> [VOTRE TRAVAIL]
(a) Pour chacune des affirmations (i), (ii) et (iii), dites si elle concorde avec le texte sur l’émigration comorienne en France ci-dessous, en répondant par oui ou non et en citant exactement les mots du texte qui tranchent. (i) Les manifestations de la diaspora sont organisées par des partis politiques. (ii) Le déroulement des présidentielles est présenté comme la goutte d’eau qui a fait déborder le vase. (iii) Le slogan « AZALI DÉGAGE » constitue le mot d’ordre central des manifestations.
(b) Prolongez le texte sur l’émigration comorienne en France à partir de sa dernière phrase.

> [TEXTE]

L’émigration comorienne en
France est en ébullition. Des mobilisations aussi larges, dans
toutes les grandes villes, sur les mêmes revendications, c’est du
jamais vu depuis le crash du Yemenia. On ne peut pas, on ne doit pas,
sous aucun prétexte, sous estimer le fait. Les dirigeants de premier
plan du pays vont et viennent, naviguent suivant leurs intérêts
personnels. Mais là c’est la voix du peuple qui s’exprime
largement et cela ne se produit qu’à des moments exceptionnels. Il
faut donc entendre la voix de la diaspora de
France et d’ailleurs. Elle
fait écho à
celle du
peuple de l’intérieur qui
ne peut rien dire, qui n’a
pas les moyens de faire connaître largement
ses aspirations profondes.
Il faut noter que
de façon générale, les manifestations de l’émigration
comorienne ne sont pas le fait de partis politiques, ne visent
aucun dirigeant politique en
particulier. Des citoyens de
base, des jeunes qui enfin réagissent et prennent la parole. Les
« AZALI DÉGAGE » éparpillés ne constituent pas le mot
d’ordre central. Ils traduisent les
sérieux questionnements sur la légitimité du « gwa dzima ».
Ils expriment un raz-le-bol
des oppressions subies depuis plus de 40 ans par le pays. C’est
le système en place qui est ciblé, c’est la gestion anachronique
du pays depuis l’indépendance qui est sur la sellette. C’est la
crainte que le pays sombre dans une dictature brutale comme celles
qui sévissent dans des nombreux pays africains ou
celles que nous avons vécu sous les commando Mwasi et les mapidunzi
ou celle des mercenaires de Bob Denard.
On revendique pêle-mêle la libération des prisonniers politiques,
le respect des libertés, la restauration du dialogue entre les
politiques, etc. C’est un
mouvement spontané qui cherche à rafraîchir le pays !
Il va sans dire que c’est le
déroulement catastrophique des présidentielles qui constitue la
goutte d’eau qui a fait déborder le vase. Il convient aussi d'y intégrer l’attitude inqualifiable du Ministre de l’Intérieur qui
semble prendre un malin plaisir à défier le pays dans son style
particulier fait de mépris et d’arrogance.
Depuis l’indépendance le système
de gouvernance du pays c’est la dictature. Les formes ont varié,
la brutalité plus ou moins visible. Qui peut nier que notre pays,
depuis l’indépendance, a toujours été dirigé par des clans qui
s’accaparaient tous les pouvoirs, assujettissaient toutes les
institutions. Chacun s’est taillé une Constitution sur mesure pour
pouvoir en faire à sa tête. Jamais de vrais contre-pouvoirs.
L’épisode PAPA DJO n’échappe pas à la règle même si
l’affaiblissement de l’État, à
l’époque, rendait la
situation moins ardue.

> [DONNÉES PRÉSENTÉES]
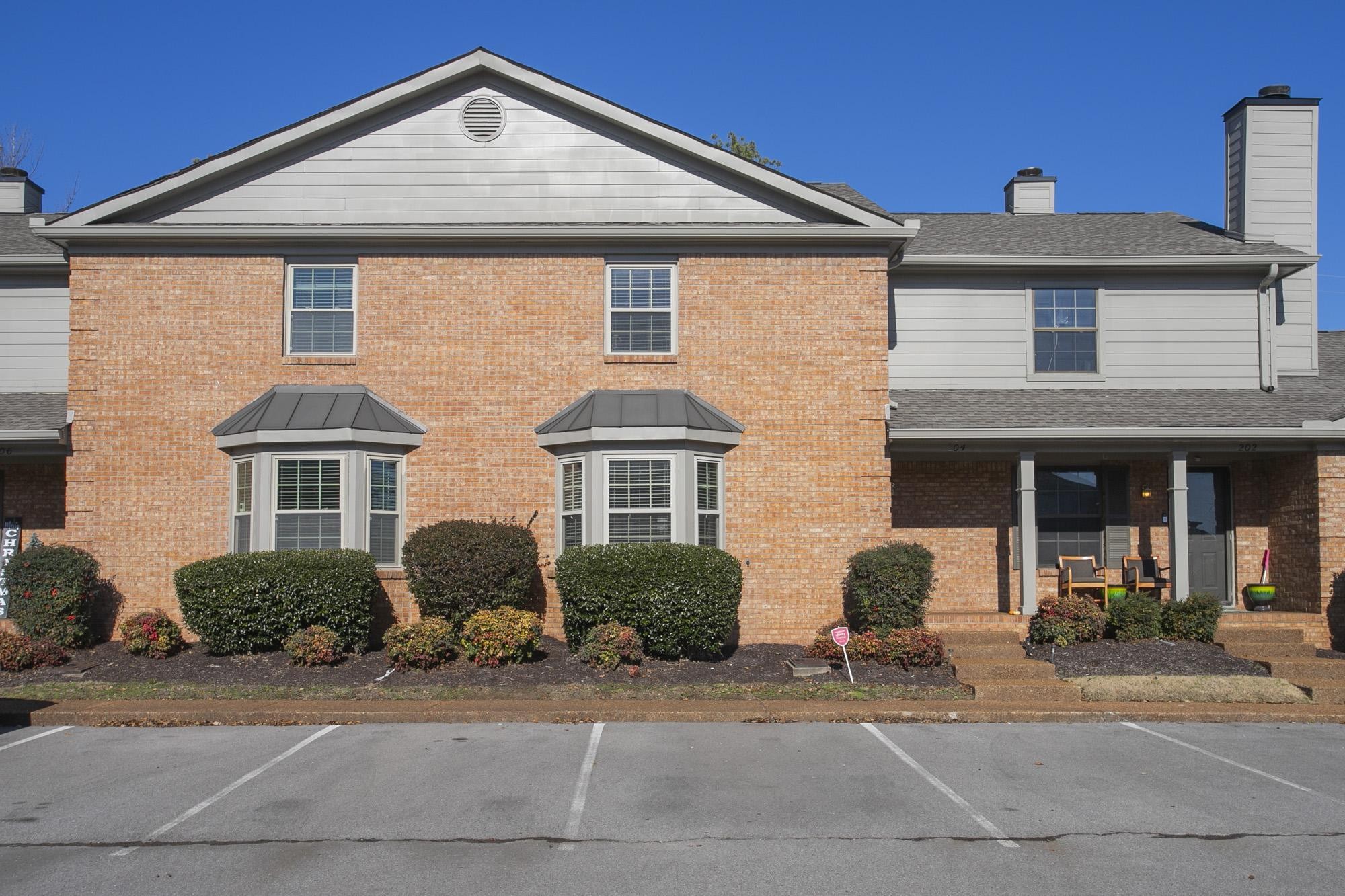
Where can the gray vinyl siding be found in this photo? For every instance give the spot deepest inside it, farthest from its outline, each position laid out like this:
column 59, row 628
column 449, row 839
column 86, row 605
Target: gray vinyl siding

> [RÉPONSES FINALES]
(a)
(i) Non : « les manifestations de l’émigration comorienne ne sont pas le fait de partis politiques ».
(ii) Oui : « c’est le déroulement catastrophique des présidentielles qui constitue la goutte d’eau qui a fait déborder le vase ».
(iii) Non : « Les « AZALI DÉGAGE » éparpillés ne constituent pas le mot d’ordre central ».

(b)
Aujourd’hui les citoyens ont
peur. Peur de se retrouver dans un système pire que celui des
mercenaires. Peur des arrestations arbitraires. Peur
du PIGN que certains qualifient de milice privée ! Peur
des conditions abominables de la prison centrale de Moroni. L’absence
de respect des règles et des lois n’a jamais été aussi
grossière. Il est difficile
d’admettre
cette façon de supprimer la Cour Constitutionnelle, de s’approprier
les assises et de les dévoyer, de remettre en selle la Cour de
Sûreté de l’État avec ses lourdes peines et pour couronner le
tout : ce déroulement ubuesque des élections. Une CENI honnie
depuis belle lurette et une
Cour Suprême sans aucun crédit populaire.
Quant aux troubles qui ont émaillé le vote, la responsabilité est
incontestablement partagée mais tout de même c’est le pouvoir qui
devait assurer la transparence du vote, sécuriser les bureaux de
vote. Le comptage des voix, hors des bureaux de vote, est grossier,
choquant, ouvre la porte à toutes les tricheries et est donc
inacceptable.
Le pouvoir doit entendre la voix du
peuple. Chercher les voies et moyens de l’apaisement voire de la
réconciliation. L’Union
Africaine veut nous aider mais elle ne peut jouer de rôle positif
que si toutes les forces politiques comoriennes qui occupent les
devants de la scène l’acceptent, agissent en conséquence. Que
chacun rabatte un peu de son arrogance et fasse des pas vers l’autre.
Gouverner par la force ou s’emparer du pouvoir par la force ne peut
conduire qu’à des impasses.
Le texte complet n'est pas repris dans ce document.